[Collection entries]
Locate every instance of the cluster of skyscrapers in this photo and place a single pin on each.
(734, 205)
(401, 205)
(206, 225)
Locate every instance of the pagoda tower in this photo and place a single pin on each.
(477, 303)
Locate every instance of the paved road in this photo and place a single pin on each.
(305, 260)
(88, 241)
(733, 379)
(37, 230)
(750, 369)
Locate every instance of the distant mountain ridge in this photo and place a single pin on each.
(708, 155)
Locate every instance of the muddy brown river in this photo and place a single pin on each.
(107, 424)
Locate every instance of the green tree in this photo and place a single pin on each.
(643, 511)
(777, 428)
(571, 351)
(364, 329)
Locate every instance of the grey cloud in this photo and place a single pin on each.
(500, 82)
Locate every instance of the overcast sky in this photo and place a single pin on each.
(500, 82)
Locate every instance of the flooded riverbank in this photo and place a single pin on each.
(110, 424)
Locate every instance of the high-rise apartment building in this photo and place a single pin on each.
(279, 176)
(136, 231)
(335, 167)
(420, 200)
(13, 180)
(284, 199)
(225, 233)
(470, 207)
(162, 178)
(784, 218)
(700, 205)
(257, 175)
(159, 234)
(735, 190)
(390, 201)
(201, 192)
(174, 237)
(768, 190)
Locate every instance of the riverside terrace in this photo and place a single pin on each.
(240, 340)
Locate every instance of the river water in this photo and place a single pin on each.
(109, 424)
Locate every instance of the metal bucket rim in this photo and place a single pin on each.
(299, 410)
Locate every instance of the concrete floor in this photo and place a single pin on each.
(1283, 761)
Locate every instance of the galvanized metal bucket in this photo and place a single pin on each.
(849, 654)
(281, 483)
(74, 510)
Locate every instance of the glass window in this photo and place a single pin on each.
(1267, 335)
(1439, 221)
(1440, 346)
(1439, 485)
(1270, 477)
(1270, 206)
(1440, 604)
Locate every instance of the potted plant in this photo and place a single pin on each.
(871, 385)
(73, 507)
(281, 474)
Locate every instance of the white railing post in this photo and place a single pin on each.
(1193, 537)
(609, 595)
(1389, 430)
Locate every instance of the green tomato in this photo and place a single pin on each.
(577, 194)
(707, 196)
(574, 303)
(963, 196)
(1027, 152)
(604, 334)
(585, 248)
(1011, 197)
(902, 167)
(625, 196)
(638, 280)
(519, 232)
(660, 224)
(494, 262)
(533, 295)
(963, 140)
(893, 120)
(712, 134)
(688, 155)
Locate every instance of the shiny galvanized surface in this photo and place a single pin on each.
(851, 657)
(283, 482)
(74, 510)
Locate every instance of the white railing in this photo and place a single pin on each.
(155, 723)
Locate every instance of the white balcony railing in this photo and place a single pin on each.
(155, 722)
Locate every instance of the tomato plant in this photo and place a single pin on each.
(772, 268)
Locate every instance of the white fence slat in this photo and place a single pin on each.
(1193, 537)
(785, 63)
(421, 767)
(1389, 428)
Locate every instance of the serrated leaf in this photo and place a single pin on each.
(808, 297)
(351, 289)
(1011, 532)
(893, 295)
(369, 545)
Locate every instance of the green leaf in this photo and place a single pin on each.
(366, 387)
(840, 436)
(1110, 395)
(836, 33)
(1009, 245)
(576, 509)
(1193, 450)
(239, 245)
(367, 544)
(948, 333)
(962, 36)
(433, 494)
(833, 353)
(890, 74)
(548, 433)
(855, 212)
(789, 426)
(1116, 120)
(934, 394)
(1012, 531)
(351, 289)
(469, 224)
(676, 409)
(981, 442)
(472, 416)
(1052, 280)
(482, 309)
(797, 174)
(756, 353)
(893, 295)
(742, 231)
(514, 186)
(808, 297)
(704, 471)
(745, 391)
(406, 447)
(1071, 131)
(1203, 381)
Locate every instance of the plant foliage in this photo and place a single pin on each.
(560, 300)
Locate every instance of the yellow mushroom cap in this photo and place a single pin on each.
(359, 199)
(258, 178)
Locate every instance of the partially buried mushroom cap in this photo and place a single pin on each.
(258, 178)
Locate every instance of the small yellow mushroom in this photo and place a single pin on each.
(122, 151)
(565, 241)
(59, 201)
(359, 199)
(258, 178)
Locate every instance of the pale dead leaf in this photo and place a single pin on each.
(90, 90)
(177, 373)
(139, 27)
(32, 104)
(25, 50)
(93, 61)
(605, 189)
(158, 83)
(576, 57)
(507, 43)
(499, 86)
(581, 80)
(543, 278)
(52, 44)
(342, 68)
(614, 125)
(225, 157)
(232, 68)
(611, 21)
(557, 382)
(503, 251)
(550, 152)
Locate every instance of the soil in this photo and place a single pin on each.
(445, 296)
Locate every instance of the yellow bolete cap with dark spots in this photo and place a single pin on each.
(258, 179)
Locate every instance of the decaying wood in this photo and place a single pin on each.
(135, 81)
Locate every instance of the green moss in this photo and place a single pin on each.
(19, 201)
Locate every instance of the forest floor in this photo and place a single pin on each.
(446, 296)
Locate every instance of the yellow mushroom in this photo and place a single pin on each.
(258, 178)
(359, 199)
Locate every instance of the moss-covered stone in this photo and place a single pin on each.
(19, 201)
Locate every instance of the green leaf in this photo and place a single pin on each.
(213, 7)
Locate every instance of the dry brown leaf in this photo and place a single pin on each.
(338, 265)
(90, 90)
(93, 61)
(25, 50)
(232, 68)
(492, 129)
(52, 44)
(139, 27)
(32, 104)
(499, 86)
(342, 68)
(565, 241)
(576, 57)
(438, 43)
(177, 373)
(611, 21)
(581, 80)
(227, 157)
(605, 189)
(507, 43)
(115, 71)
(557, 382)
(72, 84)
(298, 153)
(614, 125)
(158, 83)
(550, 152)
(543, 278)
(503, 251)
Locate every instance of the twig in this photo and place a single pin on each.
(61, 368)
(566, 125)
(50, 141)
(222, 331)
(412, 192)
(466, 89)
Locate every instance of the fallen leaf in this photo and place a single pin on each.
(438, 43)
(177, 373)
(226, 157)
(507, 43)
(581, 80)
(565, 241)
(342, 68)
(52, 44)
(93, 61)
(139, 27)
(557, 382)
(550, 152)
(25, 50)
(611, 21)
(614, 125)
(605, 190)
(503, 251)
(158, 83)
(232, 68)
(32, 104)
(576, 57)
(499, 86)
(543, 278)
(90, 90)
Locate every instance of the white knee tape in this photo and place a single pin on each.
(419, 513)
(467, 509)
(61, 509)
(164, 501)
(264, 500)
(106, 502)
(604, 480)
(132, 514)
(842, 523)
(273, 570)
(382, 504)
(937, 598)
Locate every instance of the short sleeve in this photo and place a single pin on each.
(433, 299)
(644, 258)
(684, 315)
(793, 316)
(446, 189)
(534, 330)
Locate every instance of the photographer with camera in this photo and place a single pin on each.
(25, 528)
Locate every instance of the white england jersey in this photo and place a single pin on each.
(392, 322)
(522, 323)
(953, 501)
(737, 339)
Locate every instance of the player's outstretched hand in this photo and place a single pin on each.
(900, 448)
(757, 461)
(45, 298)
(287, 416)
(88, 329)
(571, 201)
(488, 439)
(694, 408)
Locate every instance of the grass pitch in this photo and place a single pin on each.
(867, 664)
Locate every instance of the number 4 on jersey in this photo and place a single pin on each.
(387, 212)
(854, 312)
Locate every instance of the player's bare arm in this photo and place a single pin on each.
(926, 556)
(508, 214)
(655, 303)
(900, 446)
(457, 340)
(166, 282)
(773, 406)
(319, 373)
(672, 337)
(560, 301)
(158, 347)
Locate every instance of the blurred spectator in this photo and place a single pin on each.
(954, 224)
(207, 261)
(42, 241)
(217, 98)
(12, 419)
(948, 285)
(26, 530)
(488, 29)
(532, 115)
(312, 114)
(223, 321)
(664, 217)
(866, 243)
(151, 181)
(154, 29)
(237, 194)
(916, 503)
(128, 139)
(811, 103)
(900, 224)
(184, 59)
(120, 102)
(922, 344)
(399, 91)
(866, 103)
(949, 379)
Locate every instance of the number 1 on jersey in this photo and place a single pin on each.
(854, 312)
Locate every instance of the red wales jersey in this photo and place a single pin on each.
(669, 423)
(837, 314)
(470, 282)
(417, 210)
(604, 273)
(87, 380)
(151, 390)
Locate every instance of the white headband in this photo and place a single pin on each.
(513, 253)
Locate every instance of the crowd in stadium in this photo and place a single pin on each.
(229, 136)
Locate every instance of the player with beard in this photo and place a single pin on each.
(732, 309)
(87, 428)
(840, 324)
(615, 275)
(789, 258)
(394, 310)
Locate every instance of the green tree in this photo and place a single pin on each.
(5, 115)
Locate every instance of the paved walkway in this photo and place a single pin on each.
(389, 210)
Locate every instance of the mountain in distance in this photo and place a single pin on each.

*Directions for this task*: Please rewrite the material above as a numbered list, starting with the line that contains "Locate every instance of the paved walkway" and continuing through the end of the material, with blank lines left out.

*Full response*:
1. Locate every instance of the paved walkway in this photo and place a single pin on each.
2. (389, 210)
3. Locate every instance of the mountain in distance in this photo and place a single pin on each.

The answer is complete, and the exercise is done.